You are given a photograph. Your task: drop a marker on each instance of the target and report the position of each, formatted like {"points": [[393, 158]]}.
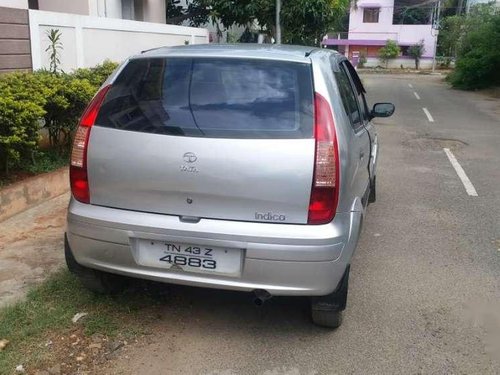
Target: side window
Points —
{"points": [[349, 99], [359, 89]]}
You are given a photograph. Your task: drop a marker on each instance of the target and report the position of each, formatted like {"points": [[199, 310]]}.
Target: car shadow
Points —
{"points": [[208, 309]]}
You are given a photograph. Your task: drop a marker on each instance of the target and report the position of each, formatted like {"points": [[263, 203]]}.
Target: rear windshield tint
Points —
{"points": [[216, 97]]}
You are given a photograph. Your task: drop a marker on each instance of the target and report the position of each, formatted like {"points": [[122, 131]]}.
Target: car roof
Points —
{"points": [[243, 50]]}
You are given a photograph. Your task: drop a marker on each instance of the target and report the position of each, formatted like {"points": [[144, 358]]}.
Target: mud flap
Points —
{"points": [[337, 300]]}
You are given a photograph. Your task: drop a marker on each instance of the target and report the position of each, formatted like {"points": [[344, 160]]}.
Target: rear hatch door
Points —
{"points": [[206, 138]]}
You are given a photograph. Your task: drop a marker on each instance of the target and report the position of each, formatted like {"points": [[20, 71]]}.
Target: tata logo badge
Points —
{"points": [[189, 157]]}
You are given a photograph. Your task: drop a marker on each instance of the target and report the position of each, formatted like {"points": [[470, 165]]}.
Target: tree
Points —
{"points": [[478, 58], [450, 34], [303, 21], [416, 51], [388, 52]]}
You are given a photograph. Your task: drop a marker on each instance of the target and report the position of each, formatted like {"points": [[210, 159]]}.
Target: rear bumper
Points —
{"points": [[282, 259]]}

======

▶ _WHAT IS REQUIRED_
Copy every record exactly, dropping the images.

▶ _EXERCISE RESULT_
You are given a photograph. Your task: drop a marker on each instance of the target and report the position of each, formatted like {"points": [[393, 158]]}.
Target: side window
Points —
{"points": [[349, 99], [359, 89]]}
You are given a photograph. Your task: drop a marker on each instance of the target and report the position of each, formatted like {"points": [[199, 310]]}.
Target: car shadow
Points —
{"points": [[208, 309]]}
You are given a photograph. Your task: drop a marker on each instance of the target and report the position of each, formatted like {"points": [[263, 203]]}.
Target: rear windshield tint
Points —
{"points": [[216, 97]]}
You are given a photograph. Your task: drop a marker on each instance of the target and report the position of each, formatted like {"points": [[122, 131]]}.
Target: car roof
Points —
{"points": [[243, 50]]}
You are given a photograph. Your task: drop a marker on each instance of the target and report the position of each, formatted like {"points": [[144, 358]]}.
Target: mud flap
Points —
{"points": [[337, 300]]}
You are given a photograph. Your task: drop a marker on each instance of the target and report the position of each, formatted like {"points": [[344, 160]]}.
Target: rear hatch door
Points —
{"points": [[206, 138]]}
You are given a photograph. Your task: drop a marker on each instance of the target and report the position of each, formatted like {"points": [[20, 71]]}.
Target: tata logo badge
Points —
{"points": [[189, 157]]}
You are given a photograph. Your task: drop a marker on each instance of the target and report the position of each, formatted like {"points": [[470, 165]]}.
Target: tree
Points —
{"points": [[478, 58], [450, 34], [303, 21], [416, 51], [388, 52]]}
You are given a photograph. Your task: drop a marker on each instance of the target and report the position of each, formatted like {"points": [[210, 159]]}.
Target: rear bumper
Points —
{"points": [[282, 259]]}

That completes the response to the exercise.